(Stored records)
** begin **

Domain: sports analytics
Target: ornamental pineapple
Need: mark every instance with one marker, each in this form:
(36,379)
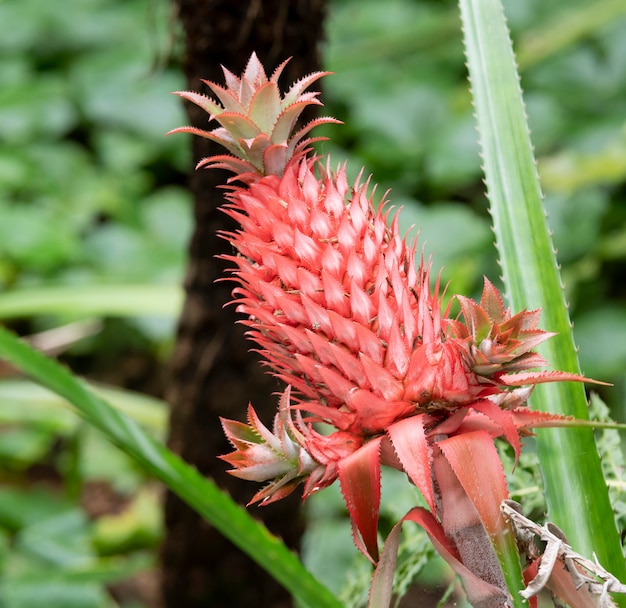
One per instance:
(341,311)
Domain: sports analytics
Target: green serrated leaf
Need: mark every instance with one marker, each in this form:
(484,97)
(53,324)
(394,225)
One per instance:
(575,489)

** end **

TO DO
Copy the lines above word for word, leaving out the pictures.

EXERCISE RESULT
Domain: sports analytics
Target: ornamental pineapple
Need: mark every instance with one marker, each in this form:
(36,379)
One per instance:
(341,311)
Domain: sports analytics
Target: green serrated leaf
Need: mark every instance with one marker, each in this form:
(484,97)
(53,324)
(394,225)
One per instance:
(575,489)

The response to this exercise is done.